TASK STATEMENT: Transcribe all of the data below verbatim, leaving out the pictures.

EXERCISE DATA:
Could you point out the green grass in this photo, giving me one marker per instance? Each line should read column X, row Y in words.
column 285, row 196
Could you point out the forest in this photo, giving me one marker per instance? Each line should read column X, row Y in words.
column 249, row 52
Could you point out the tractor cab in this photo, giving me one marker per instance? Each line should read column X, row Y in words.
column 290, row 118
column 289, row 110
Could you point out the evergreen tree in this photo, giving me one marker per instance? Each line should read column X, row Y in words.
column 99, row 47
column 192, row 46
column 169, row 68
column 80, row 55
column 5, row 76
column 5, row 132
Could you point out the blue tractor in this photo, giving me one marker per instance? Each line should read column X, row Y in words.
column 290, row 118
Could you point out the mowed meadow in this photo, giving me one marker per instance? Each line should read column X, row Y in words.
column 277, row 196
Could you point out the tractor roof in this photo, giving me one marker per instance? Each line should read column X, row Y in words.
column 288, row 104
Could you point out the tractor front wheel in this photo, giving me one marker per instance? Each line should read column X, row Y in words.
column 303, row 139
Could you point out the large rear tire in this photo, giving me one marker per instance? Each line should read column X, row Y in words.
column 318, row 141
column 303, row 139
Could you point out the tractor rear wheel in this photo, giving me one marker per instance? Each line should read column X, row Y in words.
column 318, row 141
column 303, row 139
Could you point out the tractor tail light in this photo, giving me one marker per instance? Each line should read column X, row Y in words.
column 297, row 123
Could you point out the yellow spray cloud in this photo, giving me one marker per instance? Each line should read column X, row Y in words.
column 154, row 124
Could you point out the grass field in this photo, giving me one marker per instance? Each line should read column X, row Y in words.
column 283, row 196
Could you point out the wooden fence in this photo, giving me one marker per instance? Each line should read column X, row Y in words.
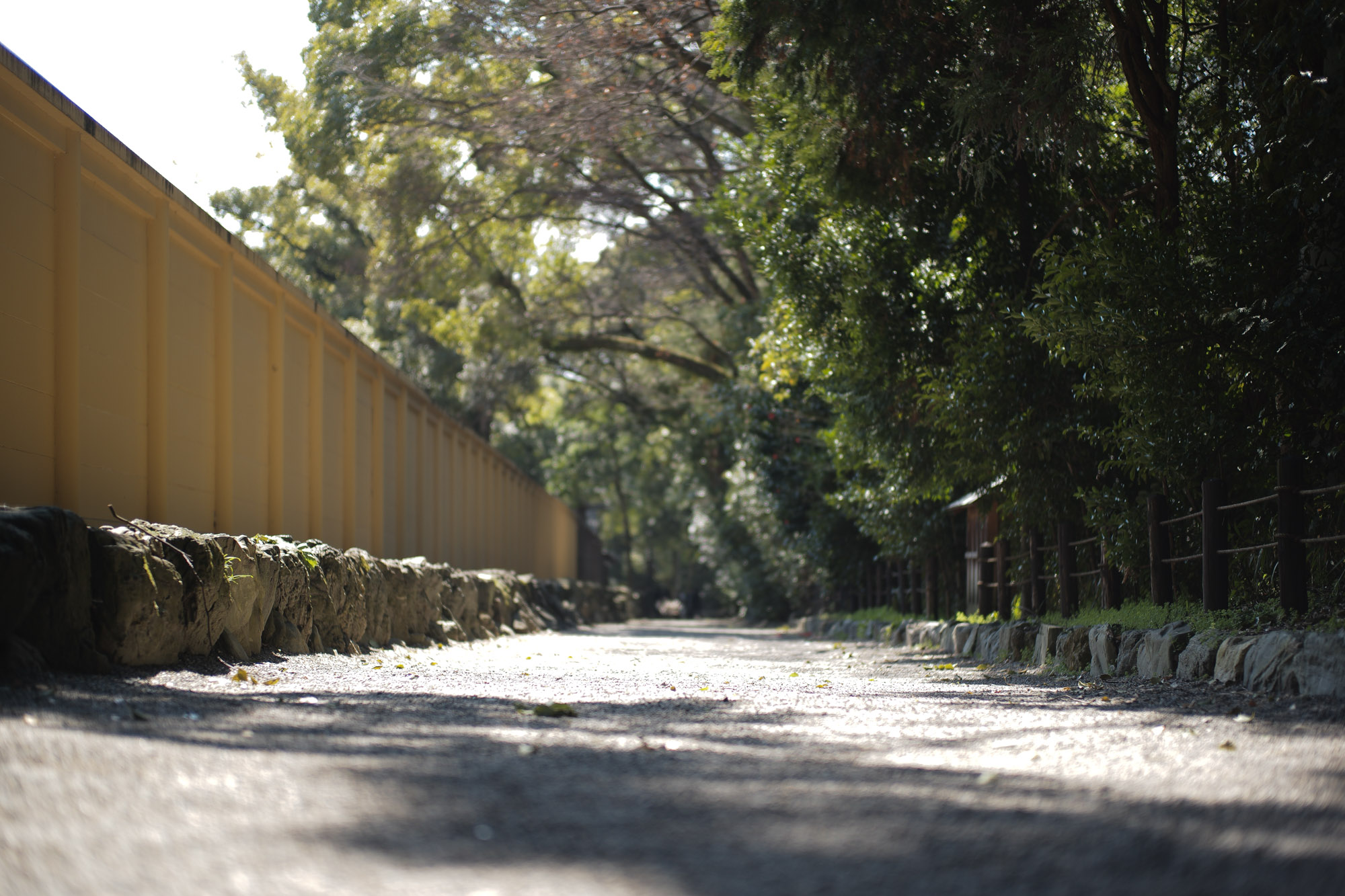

THE RESPONSE:
Could you point out the green grass in this photo, giving me one marker per instance? Each line should read column X, row Y in words.
column 285, row 196
Could you point out the forest in this photo, giving me one marker per instance? Each line should read column X, row Y in words.
column 249, row 52
Could you point out the tractor cab in this photo, giving me one marker per instance? Each line should read column X, row Y in words.
column 290, row 118
column 289, row 110
Could you point out the evergreen tree in this photo, giving me one marker per instance? Each line should read column X, row Y in words.
column 99, row 47
column 192, row 46
column 169, row 68
column 80, row 55
column 5, row 76
column 5, row 132
Could you point out the blue tractor in this photo, giving me one marker per instance? Each line should read column X, row Y in words.
column 290, row 118
Could you point out the mowed meadow in this photo, giving me one marker per instance? Each line should read column X, row Y in words.
column 277, row 196
Could you point out the tractor roof in this photo, giving me one marker per instance? Each line should read column X, row Y in words.
column 288, row 104
Could you point out the tractor front wheel in this photo, giving me one marker per instance? Each line should read column X, row Y in words.
column 303, row 139
Could you point out the large rear tire in this photo, giving me one marker per instance? Each line should read column X, row Y in words.
column 318, row 141
column 303, row 139
Could you point out the tractor rear wheel in this photo, giving me one marker per instance? Each line should read column X, row Y in words.
column 318, row 141
column 303, row 139
Could you point out the tractor tail light in this photo, giving me one marker per instance? Each line should read column X, row Y in words.
column 297, row 123
Could you point out the yellow spray cloud in this photo, giving me one marker per instance? Each line should read column X, row Y in words.
column 154, row 124
Could you point out the grass field in this photo, giving me one marker per instance? Each line should read column X, row Y in words.
column 283, row 196
Could you point out the wooden fence in this photo, giving me one marker per instance? Each line should read column X, row Y in words.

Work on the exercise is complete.